## Text provided
+ + + + +

First of all, we used FastQC (fastqc_v0.11.5) to perform basic statistics on the quality of the raw reads. Then, those read sequences produced by the Illumina pipeline in FASTQ format were pre-processed through Trimmomatic (Trimmomatic-0.36) software using the parameter (SLIDINGWINDOW:4:15 LEADING:3 TRAILING:3 ILLUMINACLIP:adapter.fa:2:30:10 MINLEN:36). The remaining reads that passed all the filtering steps were counted as clean reads and all subsequent analyses were performed on those clean reads. At last, we used FastQC to perform basic statistics on the quality of the clean reads.
Bismark software (version 0.16.3) was used to align bisulfite-treated reads to a human bisulfite-converted reference genome (-X 700 --dovetail). The human reference genome was firstly transformed into bisulfite-converted version (C-to-T and G-to-A converted) and then indexed using bowtie2. Sequence reads were also transformed into fully bisulfite-converted versions (C-to-T and G-to-A converted) before they are aligned to similarly converted versions of the genome in a directional manner. Sequence reads that produce a unique best alignment from the two alignment processes (original top and bottom strand) were then compared to the normal genomic sequence and the methylation state of each cytosine position in the read was inferred. The reads aligned to the same genomic region were regarded as duplicated ones. The sequencing depth and coverage were summarized using deduplicated reads.

+ + + + +

## Data section
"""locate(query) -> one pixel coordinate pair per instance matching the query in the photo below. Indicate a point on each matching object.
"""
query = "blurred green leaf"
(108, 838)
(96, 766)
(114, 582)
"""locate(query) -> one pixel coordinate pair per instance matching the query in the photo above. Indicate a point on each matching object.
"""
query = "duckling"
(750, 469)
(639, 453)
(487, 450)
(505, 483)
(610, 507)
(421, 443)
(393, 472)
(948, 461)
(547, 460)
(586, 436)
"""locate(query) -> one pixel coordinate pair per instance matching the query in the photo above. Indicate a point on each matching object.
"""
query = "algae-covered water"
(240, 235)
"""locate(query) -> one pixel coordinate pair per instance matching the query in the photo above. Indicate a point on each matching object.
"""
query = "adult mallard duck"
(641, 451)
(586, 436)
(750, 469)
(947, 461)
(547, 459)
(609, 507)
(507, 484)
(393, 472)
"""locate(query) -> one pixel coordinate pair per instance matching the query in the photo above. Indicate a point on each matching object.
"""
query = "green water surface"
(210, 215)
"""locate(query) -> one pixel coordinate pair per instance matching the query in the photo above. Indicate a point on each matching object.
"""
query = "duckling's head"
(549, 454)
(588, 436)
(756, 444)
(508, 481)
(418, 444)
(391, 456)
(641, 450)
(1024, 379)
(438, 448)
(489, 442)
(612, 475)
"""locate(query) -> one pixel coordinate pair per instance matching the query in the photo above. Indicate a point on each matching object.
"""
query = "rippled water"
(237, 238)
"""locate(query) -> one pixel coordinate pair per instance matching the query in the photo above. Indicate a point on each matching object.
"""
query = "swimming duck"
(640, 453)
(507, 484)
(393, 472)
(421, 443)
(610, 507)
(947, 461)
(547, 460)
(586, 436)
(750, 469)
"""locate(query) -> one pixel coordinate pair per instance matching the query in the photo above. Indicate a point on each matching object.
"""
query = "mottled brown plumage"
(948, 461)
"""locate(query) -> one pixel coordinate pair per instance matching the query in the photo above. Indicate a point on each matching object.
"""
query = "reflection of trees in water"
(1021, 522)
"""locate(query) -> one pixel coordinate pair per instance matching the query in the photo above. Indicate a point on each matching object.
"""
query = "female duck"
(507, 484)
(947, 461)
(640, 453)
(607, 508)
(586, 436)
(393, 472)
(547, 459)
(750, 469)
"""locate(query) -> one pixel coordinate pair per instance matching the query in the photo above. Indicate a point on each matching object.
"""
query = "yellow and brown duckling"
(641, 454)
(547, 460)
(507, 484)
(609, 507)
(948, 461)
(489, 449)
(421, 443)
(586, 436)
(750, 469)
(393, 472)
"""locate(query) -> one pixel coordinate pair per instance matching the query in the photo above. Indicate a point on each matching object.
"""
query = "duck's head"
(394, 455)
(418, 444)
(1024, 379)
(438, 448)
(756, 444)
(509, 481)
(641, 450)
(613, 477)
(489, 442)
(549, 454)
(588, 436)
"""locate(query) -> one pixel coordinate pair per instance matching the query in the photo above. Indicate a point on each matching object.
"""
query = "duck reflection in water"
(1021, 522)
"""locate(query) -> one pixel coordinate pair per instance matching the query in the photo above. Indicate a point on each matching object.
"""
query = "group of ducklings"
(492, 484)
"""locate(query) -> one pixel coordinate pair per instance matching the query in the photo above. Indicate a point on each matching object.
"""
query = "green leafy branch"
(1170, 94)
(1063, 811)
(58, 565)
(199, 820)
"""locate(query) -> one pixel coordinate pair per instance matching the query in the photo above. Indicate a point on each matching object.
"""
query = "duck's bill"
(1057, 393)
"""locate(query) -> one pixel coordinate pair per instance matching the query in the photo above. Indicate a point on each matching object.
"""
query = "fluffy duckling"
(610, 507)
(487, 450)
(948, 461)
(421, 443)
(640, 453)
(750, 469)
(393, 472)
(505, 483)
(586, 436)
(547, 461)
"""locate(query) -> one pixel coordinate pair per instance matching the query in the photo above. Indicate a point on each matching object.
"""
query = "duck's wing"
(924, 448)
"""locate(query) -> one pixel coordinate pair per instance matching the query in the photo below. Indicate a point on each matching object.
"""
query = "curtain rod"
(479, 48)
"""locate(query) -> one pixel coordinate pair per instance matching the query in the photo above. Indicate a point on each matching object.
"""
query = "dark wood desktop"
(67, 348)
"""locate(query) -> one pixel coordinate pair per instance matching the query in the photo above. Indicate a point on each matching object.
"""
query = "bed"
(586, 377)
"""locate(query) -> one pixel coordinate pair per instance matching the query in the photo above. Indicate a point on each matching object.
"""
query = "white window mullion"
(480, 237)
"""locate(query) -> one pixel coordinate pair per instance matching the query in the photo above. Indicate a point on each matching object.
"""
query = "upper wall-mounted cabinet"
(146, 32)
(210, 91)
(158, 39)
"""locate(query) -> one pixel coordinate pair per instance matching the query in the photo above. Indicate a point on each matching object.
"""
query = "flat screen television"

+ + + + +

## What you will do
a: In the sequencing methods text, which version of Bismark was used to align the bisulfite-treated reads?
b: Rewrite the paragraph of the sequencing methods text that begins "First of all, we used FastQC" as a short list, keeping its main facts.
c: Extend the sequencing methods text from the point where it stops.
The rows are not needed for this work.

## Solved problems
a: Version 0.16.3.

b:
- Raw read quality was checked with FastQC (fastqc_v0.11.5).
- The raw FASTQ reads from the Illumina pipeline were pre-processed with Trimmomatic (Trimmomatic-0.36) using SLIDINGWINDOW:4:15 LEADING:3 TRAILING:3 ILLUMINACLIP:adapter.fa:2:30:10 MINLEN:36.
- Reads that passed all filtering steps were counted as clean reads, and all later analyses used them.
- FastQC was run again to assess the quality of the clean reads.

c:
The results of methylation extractor (bismark_methylation_extractor, --no_overlap) were transformed into bigWig format for visualization using IGV browser. The bisulfite conversion rate was calculated as the percentage of thymine (T) sequenced at cytosine (C) reference positions in the lambda genome.
java -jar trimmomatic-0.36.jar \ SLIDINGWINDOW:4:15 \ LEADING:3 \ TRAILING:3 \ ILLUMINACLIP:adapter.fa:2:30:10 \ MINLEN:36
bismark <genome_dir> \ -1 <read1_fq> -2 <read2_fq> \ -X 700 --dovetail
bismark_methylation_extractor --no_overlap
PMDs in each sample were identified by using a hidden Markov model (HMM)-based tool, MethPipe v.3.4.3.
pmd -o <pmd_out_file> -i 300 -b 1000 -v <cpg_input_file>
DMRs were identified by using DSS v.2.14.0.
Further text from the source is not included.